▶ _WHAT THE EXERCISE ASKS_
Transcribe the whole listing below. Pictures do not go in the copy.

________

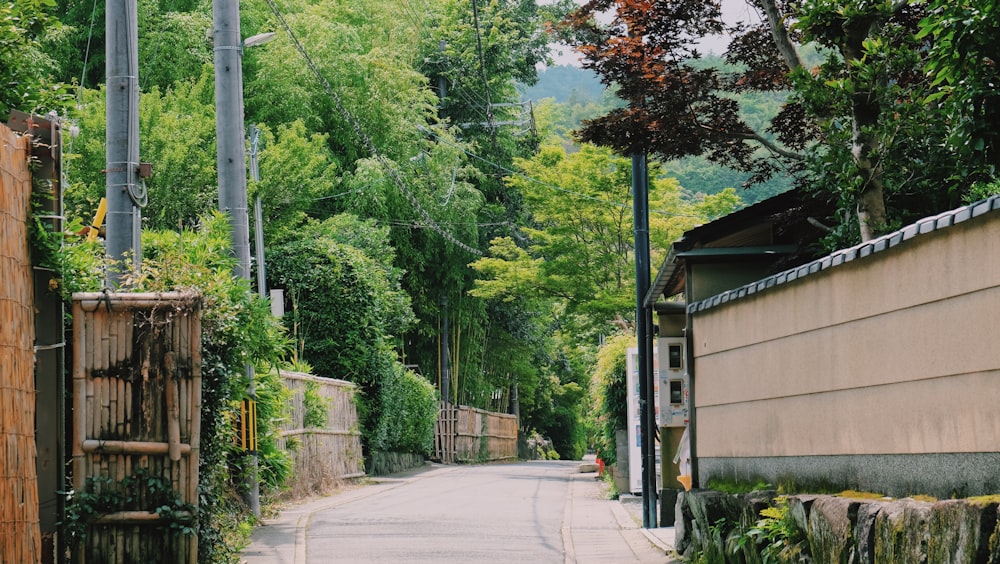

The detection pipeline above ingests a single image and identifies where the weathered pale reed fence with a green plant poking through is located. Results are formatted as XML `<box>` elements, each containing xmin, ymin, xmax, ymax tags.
<box><xmin>277</xmin><ymin>372</ymin><xmax>365</xmax><ymax>498</ymax></box>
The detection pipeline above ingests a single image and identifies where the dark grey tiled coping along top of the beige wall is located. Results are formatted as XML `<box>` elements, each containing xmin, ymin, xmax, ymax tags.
<box><xmin>688</xmin><ymin>195</ymin><xmax>1000</xmax><ymax>313</ymax></box>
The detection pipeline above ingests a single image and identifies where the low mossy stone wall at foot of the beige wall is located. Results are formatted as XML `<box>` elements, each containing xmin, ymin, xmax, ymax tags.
<box><xmin>674</xmin><ymin>490</ymin><xmax>1000</xmax><ymax>564</ymax></box>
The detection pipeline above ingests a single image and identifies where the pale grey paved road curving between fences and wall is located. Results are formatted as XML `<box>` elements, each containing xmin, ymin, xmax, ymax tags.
<box><xmin>242</xmin><ymin>461</ymin><xmax>669</xmax><ymax>564</ymax></box>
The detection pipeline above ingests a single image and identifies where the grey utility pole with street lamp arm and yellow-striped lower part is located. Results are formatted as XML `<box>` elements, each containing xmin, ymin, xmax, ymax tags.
<box><xmin>212</xmin><ymin>0</ymin><xmax>260</xmax><ymax>517</ymax></box>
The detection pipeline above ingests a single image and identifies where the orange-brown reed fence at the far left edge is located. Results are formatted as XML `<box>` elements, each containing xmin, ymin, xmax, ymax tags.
<box><xmin>0</xmin><ymin>121</ymin><xmax>41</xmax><ymax>562</ymax></box>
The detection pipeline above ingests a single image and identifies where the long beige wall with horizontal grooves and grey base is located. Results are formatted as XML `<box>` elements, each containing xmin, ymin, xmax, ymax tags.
<box><xmin>690</xmin><ymin>203</ymin><xmax>1000</xmax><ymax>496</ymax></box>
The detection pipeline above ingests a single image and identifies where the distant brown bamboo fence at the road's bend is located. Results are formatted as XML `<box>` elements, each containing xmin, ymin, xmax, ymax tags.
<box><xmin>434</xmin><ymin>403</ymin><xmax>517</xmax><ymax>463</ymax></box>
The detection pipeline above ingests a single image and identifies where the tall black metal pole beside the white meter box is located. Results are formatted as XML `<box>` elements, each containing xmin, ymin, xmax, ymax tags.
<box><xmin>632</xmin><ymin>152</ymin><xmax>656</xmax><ymax>529</ymax></box>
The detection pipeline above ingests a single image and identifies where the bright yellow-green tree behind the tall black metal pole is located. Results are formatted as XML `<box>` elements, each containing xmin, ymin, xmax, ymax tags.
<box><xmin>472</xmin><ymin>145</ymin><xmax>739</xmax><ymax>334</ymax></box>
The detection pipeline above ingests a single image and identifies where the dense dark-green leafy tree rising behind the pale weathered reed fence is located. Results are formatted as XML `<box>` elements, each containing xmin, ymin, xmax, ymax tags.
<box><xmin>268</xmin><ymin>215</ymin><xmax>413</xmax><ymax>454</ymax></box>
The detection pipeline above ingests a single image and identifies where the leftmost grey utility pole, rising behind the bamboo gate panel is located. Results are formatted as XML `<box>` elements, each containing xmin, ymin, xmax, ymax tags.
<box><xmin>104</xmin><ymin>0</ymin><xmax>145</xmax><ymax>278</ymax></box>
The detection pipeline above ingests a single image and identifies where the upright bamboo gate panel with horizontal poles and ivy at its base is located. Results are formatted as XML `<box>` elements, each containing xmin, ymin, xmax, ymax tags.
<box><xmin>70</xmin><ymin>293</ymin><xmax>201</xmax><ymax>563</ymax></box>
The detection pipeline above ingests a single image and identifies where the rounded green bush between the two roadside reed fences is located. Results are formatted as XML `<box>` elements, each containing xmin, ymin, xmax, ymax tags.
<box><xmin>373</xmin><ymin>364</ymin><xmax>438</xmax><ymax>456</ymax></box>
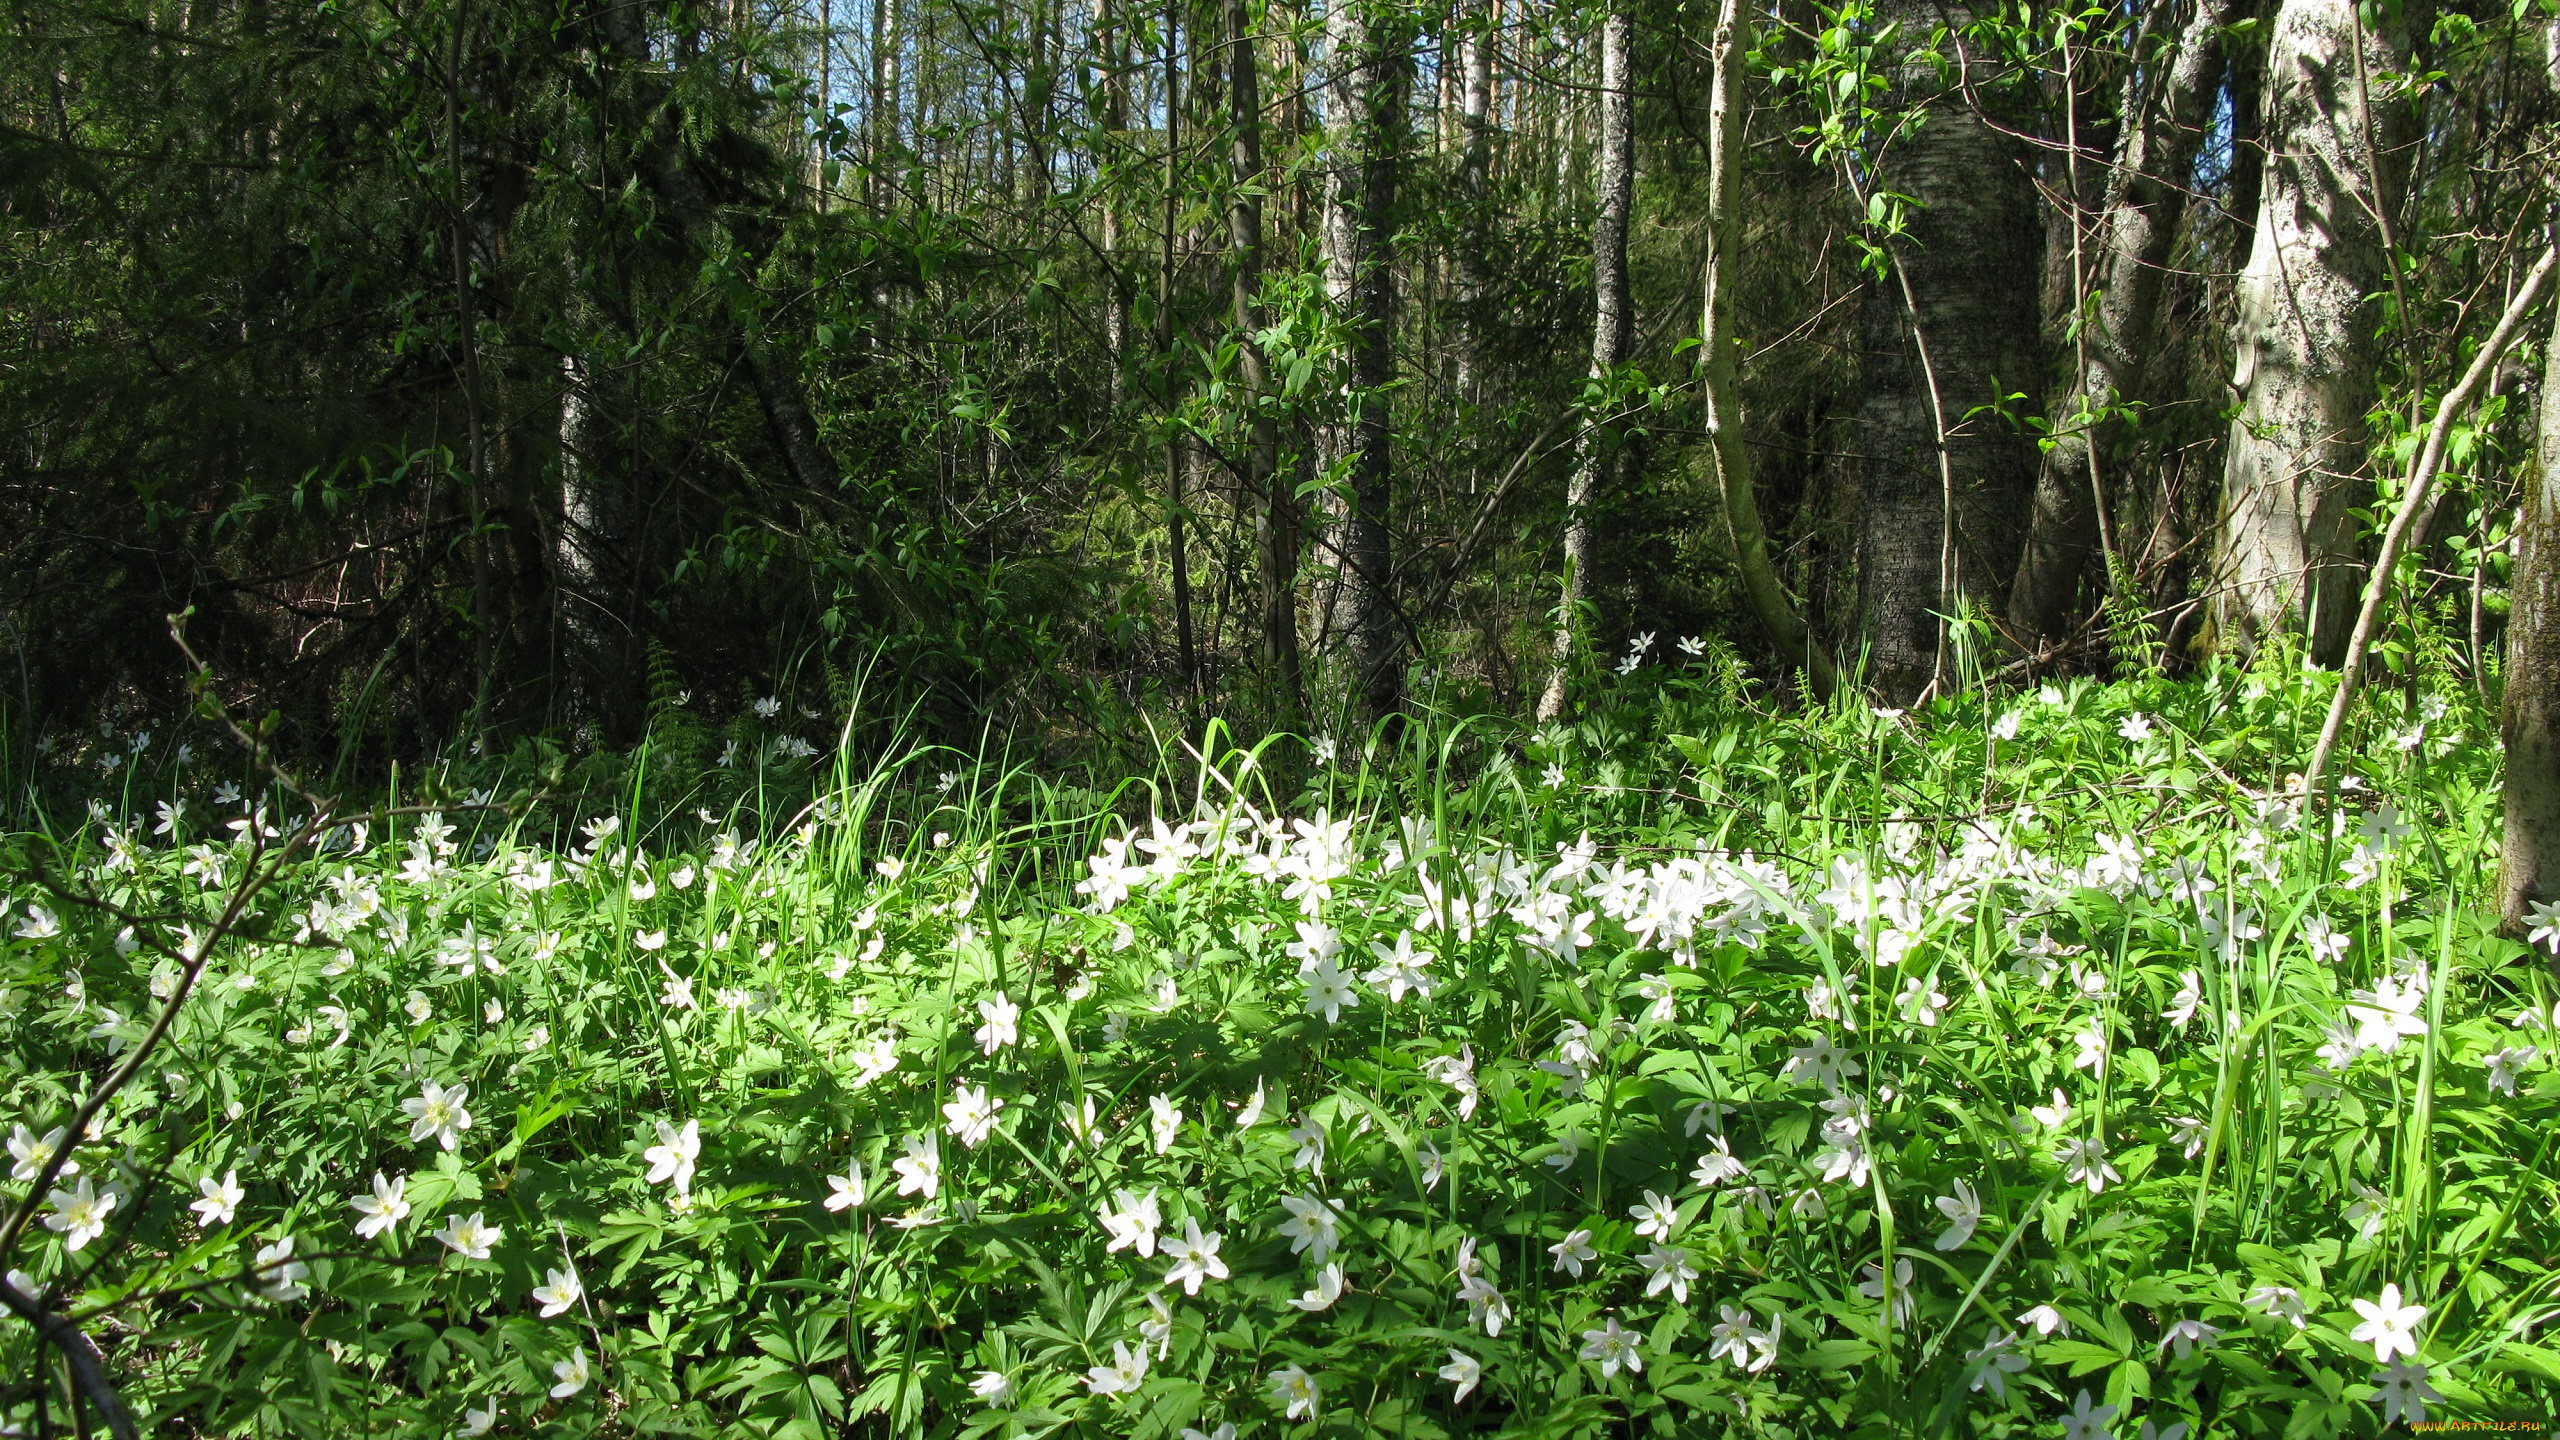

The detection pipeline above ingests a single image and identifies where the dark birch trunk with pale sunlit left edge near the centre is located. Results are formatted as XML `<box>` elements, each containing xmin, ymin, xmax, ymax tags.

________

▶ _SOLUTION TO THIS EXERCISE_
The detection pipeline above ingests a single image and identifies where the weathered pale reed fence with a green plant poking through is located. Results are formatted as XML `<box>` elements, each containing xmin, ymin, xmax, ymax tags.
<box><xmin>277</xmin><ymin>372</ymin><xmax>365</xmax><ymax>498</ymax></box>
The detection pipeline above ingests a single image and identifies where the dark grey tiled coping along top of the beige wall is located. Results are formatted as XML `<box>` elements, each containing xmin, ymin, xmax, ymax tags.
<box><xmin>688</xmin><ymin>195</ymin><xmax>1000</xmax><ymax>313</ymax></box>
The detection pipeline above ingests a single image and identifies where the low mossy stone wall at foot of the beige wall is located. Results are formatted as XML `<box>` elements, each containing xmin, ymin, xmax, ymax tags.
<box><xmin>674</xmin><ymin>490</ymin><xmax>1000</xmax><ymax>564</ymax></box>
The detection pipeline above ingests a single image and identifies where the pale grey paved road curving between fences and wall is located. Results are formatted as XML `<box>` elements, each containing xmin, ymin, xmax, ymax tags.
<box><xmin>242</xmin><ymin>461</ymin><xmax>669</xmax><ymax>564</ymax></box>
The detection pipeline above ingests a single image and identifies where the grey utility pole with street lamp arm and yellow-striped lower part is located. Results are formatted as XML `<box>` elements, each containing xmin, ymin, xmax, ymax tags.
<box><xmin>212</xmin><ymin>0</ymin><xmax>260</xmax><ymax>517</ymax></box>
The detection pipeline above ingests a single image and identifies where the orange-brown reed fence at the far left edge is located. Results are formatted as XML `<box>` elements, each containing xmin, ymin, xmax, ymax tags.
<box><xmin>0</xmin><ymin>121</ymin><xmax>41</xmax><ymax>562</ymax></box>
The detection pipeline above ingests a single image and identifies where the long beige wall with horizontal grooves and grey base is located. Results are formatted as XML `<box>` elements, each containing xmin, ymin, xmax, ymax tags.
<box><xmin>690</xmin><ymin>203</ymin><xmax>1000</xmax><ymax>496</ymax></box>
The detection pipeline above ingests a single image and identifies where the distant brown bamboo fence at the road's bend is located. Results are formatted as XML `<box>` elements, each containing xmin, ymin, xmax, ymax tags.
<box><xmin>434</xmin><ymin>403</ymin><xmax>517</xmax><ymax>463</ymax></box>
The detection pipeline above ingests a single image and identifies where the tall black metal pole beside the white meter box is located. Results are formatted as XML `<box>` elements, each containing xmin, ymin, xmax, ymax tags.
<box><xmin>632</xmin><ymin>152</ymin><xmax>656</xmax><ymax>529</ymax></box>
The detection pipeline above ingests a single image and identifies where the bright yellow-green tree behind the tall black metal pole is located. Results are formatted as XML `<box>` elements, each containing xmin, ymin, xmax, ymax tags.
<box><xmin>472</xmin><ymin>145</ymin><xmax>739</xmax><ymax>334</ymax></box>
The detection pipeline above ingests a single image and identifies where the dense dark-green leafy tree rising behind the pale weathered reed fence is located. Results are formatted as XML `<box>` elements, each containing xmin, ymin, xmax, ymax tags.
<box><xmin>268</xmin><ymin>215</ymin><xmax>413</xmax><ymax>454</ymax></box>
The detection pipeline above ingests a single image and identifies where the leftmost grey utility pole, rising behind the bamboo gate panel is located. Results are formatted as XML `<box>` elements, each containing xmin, ymin, xmax, ymax tags.
<box><xmin>104</xmin><ymin>0</ymin><xmax>145</xmax><ymax>278</ymax></box>
The detection pipeline above ingests a single image and identifies where the upright bamboo gate panel with horizontal poles and ivy at its base is located. Results are formatted as XML `<box>` elements, each containing xmin, ymin, xmax, ymax tags.
<box><xmin>70</xmin><ymin>293</ymin><xmax>201</xmax><ymax>563</ymax></box>
The detection pipeline above ingests a single image and identifies where the rounded green bush between the two roadside reed fences is located. Results are formatted as XML `<box>` elements, each containing xmin, ymin, xmax, ymax tags.
<box><xmin>373</xmin><ymin>364</ymin><xmax>438</xmax><ymax>456</ymax></box>

The detection pipeline above ingests a single image and identifies where the dark birch trunk with pale sunlit left edge near the centre is located. Results are formatted as XML `<box>` elements, each containing xmin, ymin, xmax, ymax tags.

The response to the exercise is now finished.